TASK DIRECTIONS
Summarize the essay on focus and mastery in two sentences.

QUOTED PASSAGE
Focus Is The Key To Mastery

What is it about people that have mastered something? Whether that is mastery of a particular sport, a meditation technique or a particular skill set?

I believe anyone of sound mind and body can master anything they want.

Think of people who have mastered an area. People like Donald Bradman in cricket, Claude Monet in painting, Tony Robbins in Neuro Associative Conditioning, Mother Teresa in compassion, Thomas Edison in inventing, Alexander the Great in leading an army.

What is it that sets them apart from us mere mortals?

Why is it that two people grow up together, go to school and university together and one becomes the master novelist Stephen King and the other becomes merely “good” at what he or she does?

Focus is the key to mastery.

Focus was the key that unlocked their undoubtable talent.

For the purpose of this discussion, there are two levels of focus, leading to the two levels of mastery.

The levels of mastery are the mastery of one discipline and the mastery of multiple disciplines. I’ll just talk about the mastery of one discipline today and leave the other for another time.

The levels of focus then are focus on the one discipline until it is mastered and total focus of one’s life to achieving mastery.

Donald Bradman became the greatest cricket batsman to have ever lived because he chose to master the discipline of batting over his blossoming professional tennis career. He focused the majority of his time on perfecting his batting technique.

Records from a collection
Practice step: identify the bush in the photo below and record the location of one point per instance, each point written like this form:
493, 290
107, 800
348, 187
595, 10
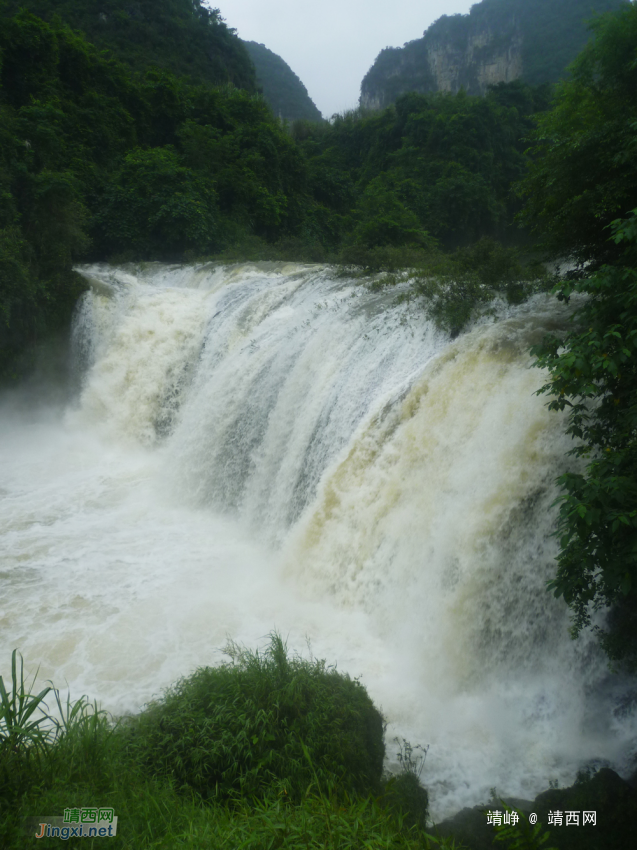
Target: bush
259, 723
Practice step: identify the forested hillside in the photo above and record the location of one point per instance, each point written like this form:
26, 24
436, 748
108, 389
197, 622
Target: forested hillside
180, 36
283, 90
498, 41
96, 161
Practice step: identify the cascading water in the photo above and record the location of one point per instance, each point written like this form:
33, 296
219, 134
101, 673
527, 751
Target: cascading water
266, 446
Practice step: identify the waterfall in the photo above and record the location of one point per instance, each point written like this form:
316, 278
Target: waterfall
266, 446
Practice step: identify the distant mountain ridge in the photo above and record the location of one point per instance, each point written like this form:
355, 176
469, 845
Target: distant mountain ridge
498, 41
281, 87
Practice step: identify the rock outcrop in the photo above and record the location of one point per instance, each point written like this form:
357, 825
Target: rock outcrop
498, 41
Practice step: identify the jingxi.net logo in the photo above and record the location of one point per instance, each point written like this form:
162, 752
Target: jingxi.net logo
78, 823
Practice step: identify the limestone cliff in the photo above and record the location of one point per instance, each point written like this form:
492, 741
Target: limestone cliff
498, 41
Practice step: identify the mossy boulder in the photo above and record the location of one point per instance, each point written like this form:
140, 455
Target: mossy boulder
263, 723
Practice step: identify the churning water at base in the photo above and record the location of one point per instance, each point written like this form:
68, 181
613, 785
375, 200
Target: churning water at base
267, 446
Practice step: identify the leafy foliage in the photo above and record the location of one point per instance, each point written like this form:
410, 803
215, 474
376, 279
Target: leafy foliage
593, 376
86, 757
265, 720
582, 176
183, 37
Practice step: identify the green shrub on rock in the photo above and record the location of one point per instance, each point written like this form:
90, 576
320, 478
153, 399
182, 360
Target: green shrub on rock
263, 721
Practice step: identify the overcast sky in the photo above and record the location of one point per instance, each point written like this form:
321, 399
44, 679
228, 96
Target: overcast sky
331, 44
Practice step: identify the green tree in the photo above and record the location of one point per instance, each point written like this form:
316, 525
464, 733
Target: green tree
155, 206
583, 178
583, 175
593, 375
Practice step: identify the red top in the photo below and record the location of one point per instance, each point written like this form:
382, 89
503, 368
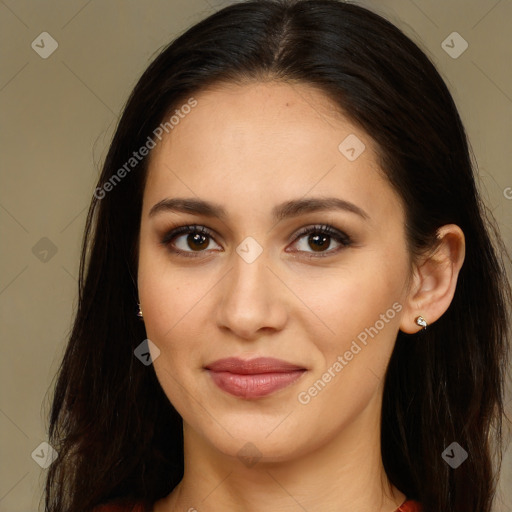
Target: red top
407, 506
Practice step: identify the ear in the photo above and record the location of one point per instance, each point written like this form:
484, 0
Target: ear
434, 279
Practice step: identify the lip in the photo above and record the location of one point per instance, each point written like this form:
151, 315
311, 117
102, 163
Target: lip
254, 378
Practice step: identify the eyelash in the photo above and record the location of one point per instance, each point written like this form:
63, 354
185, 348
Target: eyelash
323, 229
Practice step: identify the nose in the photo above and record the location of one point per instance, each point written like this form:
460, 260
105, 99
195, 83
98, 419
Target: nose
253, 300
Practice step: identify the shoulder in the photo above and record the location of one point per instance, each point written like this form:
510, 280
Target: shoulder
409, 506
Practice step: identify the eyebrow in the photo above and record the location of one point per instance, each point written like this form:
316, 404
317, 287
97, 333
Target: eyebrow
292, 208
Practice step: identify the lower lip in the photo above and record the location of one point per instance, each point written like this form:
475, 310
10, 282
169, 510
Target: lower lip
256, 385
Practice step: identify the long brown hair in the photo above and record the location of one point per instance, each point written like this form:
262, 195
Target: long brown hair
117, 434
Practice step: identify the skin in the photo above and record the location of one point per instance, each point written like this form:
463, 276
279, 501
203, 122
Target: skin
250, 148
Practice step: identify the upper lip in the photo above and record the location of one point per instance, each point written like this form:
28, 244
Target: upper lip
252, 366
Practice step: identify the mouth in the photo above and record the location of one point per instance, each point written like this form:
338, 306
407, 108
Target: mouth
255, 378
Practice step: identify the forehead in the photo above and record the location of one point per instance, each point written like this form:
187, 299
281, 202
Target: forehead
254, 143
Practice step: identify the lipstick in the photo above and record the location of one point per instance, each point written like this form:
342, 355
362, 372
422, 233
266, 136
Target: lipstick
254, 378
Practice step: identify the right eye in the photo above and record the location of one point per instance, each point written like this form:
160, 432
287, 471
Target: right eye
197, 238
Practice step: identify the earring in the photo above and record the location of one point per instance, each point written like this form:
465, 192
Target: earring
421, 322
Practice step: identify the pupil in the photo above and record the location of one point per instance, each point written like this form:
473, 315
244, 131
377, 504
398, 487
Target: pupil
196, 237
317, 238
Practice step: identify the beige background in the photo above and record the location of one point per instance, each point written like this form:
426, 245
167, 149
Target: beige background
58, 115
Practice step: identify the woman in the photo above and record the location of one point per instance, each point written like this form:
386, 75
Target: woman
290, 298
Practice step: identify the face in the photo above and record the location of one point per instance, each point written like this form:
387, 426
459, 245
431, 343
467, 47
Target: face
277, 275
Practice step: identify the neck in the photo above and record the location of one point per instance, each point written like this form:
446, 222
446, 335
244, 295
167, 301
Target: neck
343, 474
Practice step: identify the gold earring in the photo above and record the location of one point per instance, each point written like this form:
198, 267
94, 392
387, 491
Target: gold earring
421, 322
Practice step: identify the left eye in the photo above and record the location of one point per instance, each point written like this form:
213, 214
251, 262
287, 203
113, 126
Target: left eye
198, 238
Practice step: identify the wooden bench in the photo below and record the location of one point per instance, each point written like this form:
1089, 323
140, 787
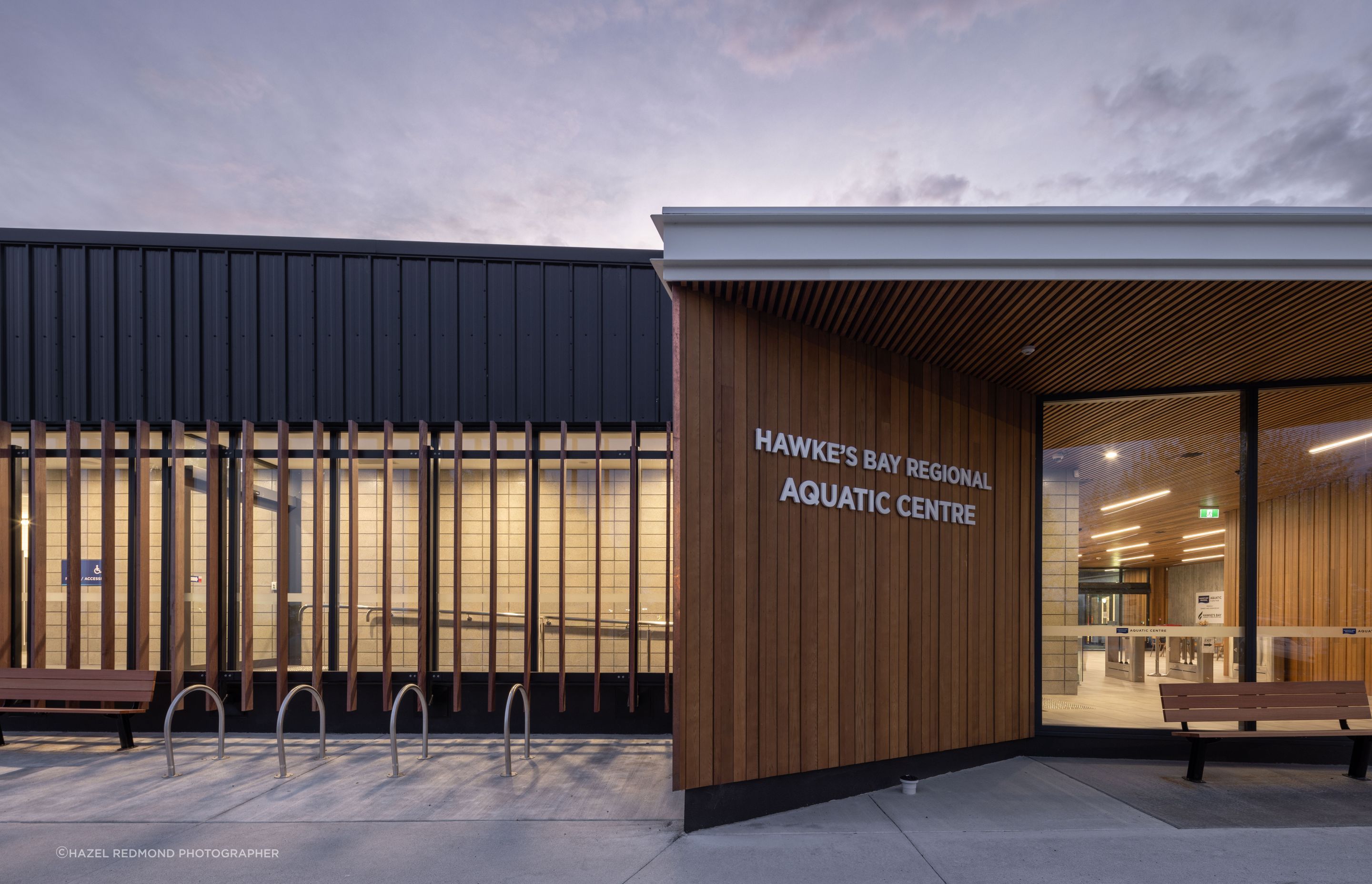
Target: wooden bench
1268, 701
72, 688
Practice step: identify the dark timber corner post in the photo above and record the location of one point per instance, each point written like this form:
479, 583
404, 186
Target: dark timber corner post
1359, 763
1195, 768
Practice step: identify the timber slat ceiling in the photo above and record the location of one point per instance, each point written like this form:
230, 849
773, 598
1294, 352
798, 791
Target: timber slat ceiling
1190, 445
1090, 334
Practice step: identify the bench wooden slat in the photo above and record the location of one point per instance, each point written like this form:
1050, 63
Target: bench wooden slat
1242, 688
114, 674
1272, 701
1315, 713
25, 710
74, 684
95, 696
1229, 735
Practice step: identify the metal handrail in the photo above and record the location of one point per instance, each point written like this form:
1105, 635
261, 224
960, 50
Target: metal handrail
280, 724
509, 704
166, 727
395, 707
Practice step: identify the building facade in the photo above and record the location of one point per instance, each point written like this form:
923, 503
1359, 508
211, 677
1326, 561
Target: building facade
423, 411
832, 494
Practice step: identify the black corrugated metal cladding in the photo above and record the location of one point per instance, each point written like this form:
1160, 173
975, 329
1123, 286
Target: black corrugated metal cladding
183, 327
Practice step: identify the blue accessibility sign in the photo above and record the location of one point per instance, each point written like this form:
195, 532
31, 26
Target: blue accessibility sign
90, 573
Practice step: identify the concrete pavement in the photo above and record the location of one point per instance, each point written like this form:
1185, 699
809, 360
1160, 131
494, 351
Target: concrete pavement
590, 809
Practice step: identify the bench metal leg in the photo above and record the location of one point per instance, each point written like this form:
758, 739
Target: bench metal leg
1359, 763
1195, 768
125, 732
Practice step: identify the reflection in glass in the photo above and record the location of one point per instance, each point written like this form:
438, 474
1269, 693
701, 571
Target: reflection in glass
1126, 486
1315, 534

EXPECTED OUTPUT
The essay argues that anyone of sound mind and body can master anything they want, and that focus is the key to mastery, the thing that unlocked the talent of masters such as Donald Bradman, Claude Monet and Thomas Edison. It separates mastery of one discipline from mastery of multiple disciplines, discusses only the first, and gives the example of Bradman, who chose batting over a blossoming tennis career and spent most of his time perfecting his batting technique.